- Stored rows
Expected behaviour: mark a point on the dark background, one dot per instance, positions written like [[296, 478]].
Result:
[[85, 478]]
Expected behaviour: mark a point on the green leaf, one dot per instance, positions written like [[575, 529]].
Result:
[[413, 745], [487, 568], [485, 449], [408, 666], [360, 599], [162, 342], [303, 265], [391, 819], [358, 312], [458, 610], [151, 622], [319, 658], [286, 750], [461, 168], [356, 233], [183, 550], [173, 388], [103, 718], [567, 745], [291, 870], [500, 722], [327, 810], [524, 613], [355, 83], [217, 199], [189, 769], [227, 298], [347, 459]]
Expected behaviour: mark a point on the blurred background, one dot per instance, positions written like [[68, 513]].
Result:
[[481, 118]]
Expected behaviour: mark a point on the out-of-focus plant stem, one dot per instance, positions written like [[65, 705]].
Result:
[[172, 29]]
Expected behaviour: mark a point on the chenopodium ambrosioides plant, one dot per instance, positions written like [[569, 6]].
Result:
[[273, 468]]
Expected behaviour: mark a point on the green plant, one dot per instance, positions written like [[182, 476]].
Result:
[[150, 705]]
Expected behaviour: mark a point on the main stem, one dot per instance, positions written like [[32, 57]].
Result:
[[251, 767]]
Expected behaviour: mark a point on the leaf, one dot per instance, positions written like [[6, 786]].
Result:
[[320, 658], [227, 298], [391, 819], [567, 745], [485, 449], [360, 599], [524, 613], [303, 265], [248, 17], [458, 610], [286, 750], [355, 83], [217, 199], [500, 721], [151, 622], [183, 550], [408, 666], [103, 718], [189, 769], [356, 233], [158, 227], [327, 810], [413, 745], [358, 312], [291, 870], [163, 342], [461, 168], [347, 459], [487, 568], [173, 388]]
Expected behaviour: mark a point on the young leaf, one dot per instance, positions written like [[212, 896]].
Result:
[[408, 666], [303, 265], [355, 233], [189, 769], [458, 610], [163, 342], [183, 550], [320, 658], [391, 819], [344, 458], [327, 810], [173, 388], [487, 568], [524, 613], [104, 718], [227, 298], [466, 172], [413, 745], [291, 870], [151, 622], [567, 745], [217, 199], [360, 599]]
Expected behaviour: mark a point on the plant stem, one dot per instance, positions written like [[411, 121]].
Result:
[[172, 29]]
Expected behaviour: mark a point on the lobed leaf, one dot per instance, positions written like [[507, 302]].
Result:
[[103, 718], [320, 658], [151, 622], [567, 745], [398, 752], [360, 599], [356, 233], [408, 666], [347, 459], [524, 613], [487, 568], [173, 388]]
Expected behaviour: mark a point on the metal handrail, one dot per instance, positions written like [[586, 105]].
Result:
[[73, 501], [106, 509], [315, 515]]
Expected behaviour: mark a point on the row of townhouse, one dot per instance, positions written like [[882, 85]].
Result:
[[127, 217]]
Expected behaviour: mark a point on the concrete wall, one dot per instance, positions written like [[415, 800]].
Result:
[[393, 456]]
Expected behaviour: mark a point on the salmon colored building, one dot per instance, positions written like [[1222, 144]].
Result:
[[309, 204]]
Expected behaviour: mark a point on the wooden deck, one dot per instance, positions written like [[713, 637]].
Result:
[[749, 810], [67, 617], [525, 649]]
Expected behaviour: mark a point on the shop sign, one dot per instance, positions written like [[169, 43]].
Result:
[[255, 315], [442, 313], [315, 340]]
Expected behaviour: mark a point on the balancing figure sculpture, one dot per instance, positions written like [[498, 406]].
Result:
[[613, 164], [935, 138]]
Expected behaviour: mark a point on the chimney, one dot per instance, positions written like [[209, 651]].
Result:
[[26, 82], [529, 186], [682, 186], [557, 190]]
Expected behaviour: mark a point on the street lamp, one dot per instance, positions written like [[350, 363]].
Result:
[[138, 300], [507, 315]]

- Stated goal
Rewrite the lines above as a JSON list of strings, with one string for each line and no blank lines.

- Exercise response
[
  "Expected behaviour: mark a point on the dark background, one dot per instance, positions written like [[296, 478]].",
  "Result:",
  "[[85, 478]]",
  "Expected behaviour: mark a point on the green leaf, one dot per instance, positions written like [[575, 529]].",
  "Result:",
  "[[413, 745], [487, 568], [485, 449], [408, 666], [360, 599], [162, 342], [303, 265], [391, 819], [358, 312], [458, 610], [151, 622], [319, 658], [286, 750], [461, 168], [356, 233], [183, 550], [173, 388], [103, 718], [567, 745], [291, 870], [500, 722], [327, 810], [524, 613], [355, 83], [217, 199], [189, 769], [227, 298], [347, 459]]",
  "Expected behaviour: mark a point on the blurred background, one dot per instance, positions written like [[68, 513]].",
  "Result:",
  "[[481, 118]]",
  "Expected behaviour: mark a point on the out-of-focus plant stem, one dot per instance, positions written like [[65, 705]].",
  "Result:",
  "[[172, 29]]",
  "Expected behaviour: mark a point on the chenopodium ambrosioides plant, one dot per instance, positions written like [[569, 6]].",
  "Result:",
  "[[273, 468]]",
  "Expected behaviour: mark a point on the green plant, one dot per instance, positions written like [[182, 476]].",
  "Result:",
  "[[150, 705]]",
  "Expected behaviour: mark a point on the main stem, one dot per instance, positions written like [[32, 57]].",
  "Result:",
  "[[251, 767]]",
  "Expected behaviour: mark a point on the leaf, one dot per instance, positions written like [[6, 786]].",
  "Result:",
  "[[320, 658], [227, 298], [391, 819], [567, 745], [485, 449], [360, 599], [524, 613], [303, 265], [248, 17], [458, 610], [286, 750], [355, 83], [217, 199], [500, 721], [151, 622], [183, 550], [408, 666], [103, 718], [189, 769], [356, 233], [158, 227], [327, 810], [413, 745], [358, 312], [291, 870], [163, 342], [461, 168], [347, 459], [487, 568], [173, 388]]",
  "Expected behaviour: mark a point on the young leaf, one dot per instance, positions written like [[212, 896]].",
  "Result:",
  "[[408, 666], [303, 265], [355, 233], [189, 769], [458, 610], [163, 342], [183, 550], [320, 658], [391, 819], [344, 458], [327, 810], [173, 388], [487, 568], [524, 613], [104, 718], [227, 298], [466, 172], [413, 745], [291, 870], [151, 622], [567, 745], [217, 199], [360, 599]]",
  "Expected behaviour: mark a point on the plant stem, one dot per instance, positions written like [[411, 121]].",
  "Result:",
  "[[172, 29]]",
  "Expected behaviour: mark a point on the lobed leaf, one dot per instance, positions written like [[507, 302]].",
  "Result:",
  "[[103, 718], [320, 658], [151, 622], [567, 745], [398, 752], [360, 599], [356, 233], [408, 666], [347, 459], [524, 613], [487, 568], [173, 388]]",
  "Expected behaviour: mark a point on the metal handrail, one dot per instance, positions written like [[586, 105]].",
  "Result:",
  "[[73, 501], [106, 509], [315, 515]]",
  "Expected behaviour: mark a point on the row of townhouse, one dot per instance, positions written like [[882, 85]].",
  "Result:",
  "[[127, 217]]",
  "Expected behaviour: mark a point on the concrete wall, one dot per instance, positions written like [[415, 800]].",
  "Result:",
  "[[393, 456]]",
  "Expected behaviour: mark a point on the salmon colored building, one dot per instance, positions written like [[1222, 144]].",
  "Result:",
  "[[309, 204]]",
  "Expected behaviour: mark a point on the wooden deck, one dot per instance, positions written like [[713, 637]].",
  "Result:",
  "[[749, 810], [67, 617], [525, 649]]",
  "Expected behaviour: mark a point on the shop sign, one dot per instance, positions written like [[169, 43]].",
  "Result:",
  "[[255, 315], [442, 313], [315, 340]]",
  "Expected behaviour: mark a point on the balancing figure sculpture, one dot per instance, positions written like [[498, 406]].",
  "Result:",
  "[[613, 164], [935, 138]]",
  "Expected behaviour: mark a point on the chimney, one dot per instance, positions written like [[209, 651]].",
  "Result:",
  "[[26, 82], [529, 186], [682, 186], [557, 190]]",
  "Expected behaviour: mark a point on the street lamp, one dot per instance, positions written like [[350, 363]].",
  "Result:",
  "[[138, 300], [507, 315]]"
]